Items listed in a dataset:
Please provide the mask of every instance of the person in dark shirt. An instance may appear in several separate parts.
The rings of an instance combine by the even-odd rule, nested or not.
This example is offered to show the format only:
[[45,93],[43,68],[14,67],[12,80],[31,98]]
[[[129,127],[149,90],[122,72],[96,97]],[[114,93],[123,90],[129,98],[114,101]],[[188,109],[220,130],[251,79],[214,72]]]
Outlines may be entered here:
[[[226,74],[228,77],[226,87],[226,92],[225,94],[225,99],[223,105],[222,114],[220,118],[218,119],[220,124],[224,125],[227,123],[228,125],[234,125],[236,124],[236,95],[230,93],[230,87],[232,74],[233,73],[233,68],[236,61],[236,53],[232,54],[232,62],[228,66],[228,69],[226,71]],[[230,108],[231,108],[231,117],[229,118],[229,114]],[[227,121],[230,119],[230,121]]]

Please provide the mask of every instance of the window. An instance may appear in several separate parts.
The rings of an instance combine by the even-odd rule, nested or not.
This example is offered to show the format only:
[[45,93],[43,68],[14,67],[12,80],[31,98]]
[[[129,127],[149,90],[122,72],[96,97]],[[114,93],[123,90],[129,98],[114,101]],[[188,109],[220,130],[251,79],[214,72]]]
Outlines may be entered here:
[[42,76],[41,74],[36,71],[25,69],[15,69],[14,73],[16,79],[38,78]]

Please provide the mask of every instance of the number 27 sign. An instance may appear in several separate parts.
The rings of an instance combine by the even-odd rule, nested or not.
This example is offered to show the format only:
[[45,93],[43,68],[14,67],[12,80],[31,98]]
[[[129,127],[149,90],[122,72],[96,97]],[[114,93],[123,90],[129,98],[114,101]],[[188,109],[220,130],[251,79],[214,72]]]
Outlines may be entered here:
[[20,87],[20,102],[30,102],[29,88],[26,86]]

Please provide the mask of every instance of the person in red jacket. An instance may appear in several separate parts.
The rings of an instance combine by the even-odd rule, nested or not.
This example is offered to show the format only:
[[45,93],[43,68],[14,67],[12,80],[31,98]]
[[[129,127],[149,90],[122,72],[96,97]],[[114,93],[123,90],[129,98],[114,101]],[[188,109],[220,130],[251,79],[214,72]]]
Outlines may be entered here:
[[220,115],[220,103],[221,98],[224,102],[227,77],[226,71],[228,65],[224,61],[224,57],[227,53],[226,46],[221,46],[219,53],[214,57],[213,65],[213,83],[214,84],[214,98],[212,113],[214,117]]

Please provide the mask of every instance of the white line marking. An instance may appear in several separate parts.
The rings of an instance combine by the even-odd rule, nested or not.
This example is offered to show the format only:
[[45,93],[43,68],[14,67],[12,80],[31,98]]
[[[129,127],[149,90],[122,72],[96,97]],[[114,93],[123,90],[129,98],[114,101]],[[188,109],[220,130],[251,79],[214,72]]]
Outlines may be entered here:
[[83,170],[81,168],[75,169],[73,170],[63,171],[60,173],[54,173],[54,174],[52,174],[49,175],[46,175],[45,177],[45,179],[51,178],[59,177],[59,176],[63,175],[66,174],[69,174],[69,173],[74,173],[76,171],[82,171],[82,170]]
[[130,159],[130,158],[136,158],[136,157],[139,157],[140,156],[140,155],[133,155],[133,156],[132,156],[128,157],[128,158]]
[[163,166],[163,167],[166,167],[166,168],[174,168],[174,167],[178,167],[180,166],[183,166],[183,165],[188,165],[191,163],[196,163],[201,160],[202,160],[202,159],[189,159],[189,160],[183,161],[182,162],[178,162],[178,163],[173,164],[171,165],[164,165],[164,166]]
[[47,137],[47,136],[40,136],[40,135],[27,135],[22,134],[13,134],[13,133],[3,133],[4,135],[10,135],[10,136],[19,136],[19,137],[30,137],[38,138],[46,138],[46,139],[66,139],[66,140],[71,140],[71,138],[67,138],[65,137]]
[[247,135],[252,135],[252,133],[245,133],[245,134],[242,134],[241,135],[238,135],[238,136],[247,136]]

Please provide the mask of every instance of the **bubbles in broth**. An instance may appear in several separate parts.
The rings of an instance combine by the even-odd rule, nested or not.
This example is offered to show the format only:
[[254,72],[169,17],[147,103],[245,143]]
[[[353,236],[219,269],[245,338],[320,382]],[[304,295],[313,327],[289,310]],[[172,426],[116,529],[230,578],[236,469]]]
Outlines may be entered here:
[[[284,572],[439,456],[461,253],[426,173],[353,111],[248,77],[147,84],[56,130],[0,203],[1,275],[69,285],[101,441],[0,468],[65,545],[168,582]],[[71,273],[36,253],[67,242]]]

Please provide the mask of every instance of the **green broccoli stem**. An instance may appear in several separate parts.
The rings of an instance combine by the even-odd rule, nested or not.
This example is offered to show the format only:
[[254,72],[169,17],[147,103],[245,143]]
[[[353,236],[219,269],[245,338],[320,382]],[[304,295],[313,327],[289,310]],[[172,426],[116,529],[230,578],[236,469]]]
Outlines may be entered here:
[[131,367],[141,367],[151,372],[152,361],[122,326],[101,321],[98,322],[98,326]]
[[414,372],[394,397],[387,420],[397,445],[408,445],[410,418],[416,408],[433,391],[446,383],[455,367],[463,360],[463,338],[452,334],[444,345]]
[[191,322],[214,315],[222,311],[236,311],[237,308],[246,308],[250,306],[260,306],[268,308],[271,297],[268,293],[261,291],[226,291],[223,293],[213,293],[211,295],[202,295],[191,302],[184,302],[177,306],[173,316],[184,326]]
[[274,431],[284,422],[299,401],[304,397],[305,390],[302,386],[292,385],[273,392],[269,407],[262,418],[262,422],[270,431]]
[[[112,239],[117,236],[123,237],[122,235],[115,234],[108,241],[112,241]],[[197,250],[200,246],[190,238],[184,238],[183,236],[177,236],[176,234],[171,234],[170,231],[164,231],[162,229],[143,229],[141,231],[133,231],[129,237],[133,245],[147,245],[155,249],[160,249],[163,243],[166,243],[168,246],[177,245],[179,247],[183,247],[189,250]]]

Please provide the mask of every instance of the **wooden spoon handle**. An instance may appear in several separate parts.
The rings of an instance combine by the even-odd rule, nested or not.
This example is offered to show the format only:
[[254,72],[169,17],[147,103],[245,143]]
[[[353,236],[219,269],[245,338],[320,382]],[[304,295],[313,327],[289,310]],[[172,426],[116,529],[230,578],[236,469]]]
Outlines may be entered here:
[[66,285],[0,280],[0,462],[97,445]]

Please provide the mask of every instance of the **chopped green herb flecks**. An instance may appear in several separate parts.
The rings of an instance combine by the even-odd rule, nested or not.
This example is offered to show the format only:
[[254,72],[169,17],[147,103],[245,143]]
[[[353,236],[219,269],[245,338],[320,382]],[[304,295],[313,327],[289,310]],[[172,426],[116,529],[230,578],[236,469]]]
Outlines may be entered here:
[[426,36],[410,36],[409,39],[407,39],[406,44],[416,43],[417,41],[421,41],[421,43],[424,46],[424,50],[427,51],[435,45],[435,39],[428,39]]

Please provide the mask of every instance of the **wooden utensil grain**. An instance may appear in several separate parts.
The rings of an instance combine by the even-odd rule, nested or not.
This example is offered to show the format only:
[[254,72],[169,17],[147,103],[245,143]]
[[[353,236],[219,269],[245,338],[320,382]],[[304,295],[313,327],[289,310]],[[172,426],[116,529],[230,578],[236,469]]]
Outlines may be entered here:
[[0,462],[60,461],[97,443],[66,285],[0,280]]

● Aim: Return the material exactly as it stands.

● Response to this exercise:
Please provide the mask of every instance of the person in dark shirt. An instance may appear in several separate parts.
The rings of an instance combine by the even-odd rule, nested or not.
This example is offered to show the format only:
[[45,93],[43,68],[14,67],[12,80],[31,98]]
[[[129,127],[149,90],[122,72],[96,97]],[[114,93],[123,90],[129,98],[114,101]],[[188,109],[220,130],[251,79],[214,72]]]
Outlines may be entered here:
[[[226,74],[228,77],[226,87],[226,92],[225,94],[225,99],[223,105],[222,114],[220,118],[218,119],[220,124],[224,125],[227,123],[228,125],[234,125],[236,124],[236,95],[230,93],[230,87],[232,74],[233,73],[233,68],[236,61],[236,53],[232,54],[232,62],[228,66],[228,69],[226,71]],[[230,108],[231,108],[231,117],[229,118],[229,114]],[[227,121],[230,119],[230,121]]]

Please provide the mask of every instance of the window. An instance may appear in several separate parts.
The rings of an instance combine by the even-odd rule, nested or not.
This example is offered to show the format only:
[[45,93],[43,68],[14,67],[12,80],[31,98]]
[[[129,127],[149,90],[122,72],[96,97]],[[114,93],[123,90],[129,98],[114,101]],[[188,109],[220,130],[251,79],[214,72]]]
Outlines may be entered here:
[[42,76],[41,74],[36,71],[25,69],[15,69],[14,73],[16,79],[38,78]]

Please provide the mask of every instance of the number 27 sign. An instance may appear in several separate parts.
The rings of an instance combine by the even-odd rule, nested or not.
This example is offered to show the format only:
[[45,93],[43,68],[14,67],[12,80],[31,98]]
[[[129,127],[149,90],[122,72],[96,97]],[[114,93],[123,90],[129,98],[114,101]],[[188,109],[220,130],[251,79],[214,72]]]
Outlines may be entered here:
[[20,87],[20,102],[30,102],[29,88],[26,86]]

Please provide the mask of every instance of the person in red jacket. An instance may appear in several separate parts.
The rings of an instance combine by the even-odd rule, nested or not.
This example is offered to show the format only:
[[45,93],[43,68],[14,67],[12,80],[31,98]]
[[[129,127],[149,90],[122,72],[96,97]],[[114,93],[123,90],[129,98],[114,101]],[[188,109],[220,130],[251,79],[214,72]]]
Outlines may be entered here:
[[220,115],[220,103],[221,98],[224,102],[227,77],[226,71],[228,65],[224,61],[224,57],[227,53],[226,46],[221,46],[219,53],[214,57],[213,65],[213,83],[214,84],[214,98],[212,113],[214,117]]

Please provide the mask of every instance of the white line marking. An instance may appear in several separate parts.
The rings of an instance combine by the even-odd rule, nested or not.
This example is offered to show the format only:
[[45,93],[43,68],[14,67],[12,80],[31,98]]
[[[129,127],[149,90],[122,72],[96,97]],[[114,93],[123,90],[129,98],[114,101]],[[188,109],[220,130],[251,79],[214,72]]]
Outlines may be entered here:
[[83,170],[81,168],[75,169],[73,170],[63,171],[60,173],[54,173],[54,174],[52,174],[49,175],[46,175],[45,177],[45,179],[51,178],[59,177],[59,176],[63,175],[66,174],[69,174],[69,173],[74,173],[76,171],[82,171],[82,170]]
[[130,159],[130,158],[136,158],[136,157],[139,157],[140,156],[140,155],[133,155],[133,156],[132,156],[128,157],[128,158]]
[[163,166],[163,167],[166,167],[166,168],[174,168],[174,167],[178,167],[180,166],[183,166],[183,165],[188,165],[191,163],[196,163],[201,160],[202,160],[202,159],[189,159],[189,160],[183,161],[182,162],[178,162],[178,163],[173,164],[171,165],[164,165],[164,166]]
[[47,137],[47,136],[40,136],[40,135],[27,135],[22,134],[13,134],[13,133],[3,133],[4,135],[10,135],[10,136],[19,136],[19,137],[30,137],[38,138],[46,138],[46,139],[66,139],[66,140],[71,140],[71,138],[67,138],[65,137]]
[[247,135],[252,135],[252,133],[245,133],[245,134],[242,134],[241,135],[238,135],[238,136],[247,136]]

Please provide the mask of every instance of the **bubbles in broth**. An instance may appear in several separate parts.
The rings of an instance combine by the even-odd rule, nested or not.
This example is offered to show the format only:
[[254,72],[169,17],[147,103],[245,143]]
[[[353,236],[219,269],[245,338],[320,382]],[[304,295],[313,327],[289,310]],[[172,426],[116,529],[230,578],[236,469]]]
Outlines may be entered here:
[[[284,572],[439,456],[461,253],[426,173],[353,111],[248,77],[147,84],[56,130],[0,203],[1,275],[69,285],[101,441],[0,468],[65,545],[168,582]],[[71,273],[36,253],[67,242]]]

Please provide the mask of every instance of the **green broccoli stem**. An instance may appear in several separate parts.
The rings of an instance combine by the even-odd rule, nested or not.
This example is offered to show the format only:
[[254,72],[169,17],[147,103],[245,143]]
[[[353,236],[219,269],[245,338],[320,382]],[[304,295],[313,327],[289,310]],[[172,426],[116,529],[230,578],[236,469]]]
Outlines may be entered here:
[[131,367],[141,367],[151,372],[152,361],[122,326],[101,321],[98,322],[98,326]]
[[414,372],[394,397],[387,420],[397,445],[408,445],[410,418],[416,408],[433,391],[446,383],[455,367],[463,360],[463,338],[452,334],[444,345]]
[[191,322],[214,315],[222,311],[236,311],[237,308],[246,308],[250,306],[260,306],[268,308],[271,297],[268,293],[261,291],[226,291],[223,293],[213,293],[211,295],[202,295],[191,302],[184,302],[177,306],[173,316],[184,326]]
[[274,431],[284,422],[299,401],[304,397],[305,390],[302,386],[292,385],[273,392],[269,407],[262,418],[262,422],[270,431]]
[[[112,239],[117,236],[123,237],[122,235],[115,234],[108,241],[112,241]],[[197,250],[200,246],[190,238],[184,238],[183,236],[177,236],[176,234],[171,234],[170,231],[164,231],[162,229],[143,229],[141,231],[133,231],[129,237],[133,245],[147,245],[155,249],[160,249],[163,243],[166,243],[168,246],[177,245],[179,247],[183,247],[189,250]]]

Please provide the mask of every instance of the **wooden spoon handle**. An instance may appear in several separate parts.
The rings of an instance combine by the even-odd rule, nested or not.
This example is offered to show the format only:
[[254,72],[169,17],[147,103],[245,143]]
[[[353,236],[219,269],[245,338],[320,382]],[[304,295],[313,327],[289,310]],[[172,426],[116,529],[230,578],[236,469]]]
Outlines may be entered here:
[[66,285],[0,280],[0,462],[97,445]]

Please provide the mask of every instance of the **chopped green herb flecks**. An instance may appear in several separate parts.
The rings of an instance combine by the even-odd rule, nested or not.
This example is offered to show the format only:
[[254,72],[169,17],[147,103],[245,143]]
[[[353,236],[219,269],[245,338],[320,382]],[[304,295],[313,327],[289,310]],[[172,426],[116,529],[230,578],[236,469]]]
Outlines may be entered here:
[[426,36],[410,36],[409,39],[407,39],[406,44],[416,43],[417,41],[421,41],[421,43],[424,46],[424,50],[427,51],[435,45],[435,39],[428,39]]

Please provide the mask of every instance of the **wooden utensil grain**. An instance may appear in several separate parts.
The rings of an instance combine by the even-odd rule, nested or not.
This example is offered to show the format only:
[[254,72],[169,17],[147,103],[245,143]]
[[[353,236],[219,269],[245,338],[320,382]],[[304,295],[313,327],[289,310]],[[172,426],[116,529],[230,578],[236,469]]]
Outlines may be entered here:
[[0,462],[60,461],[97,443],[66,285],[0,280]]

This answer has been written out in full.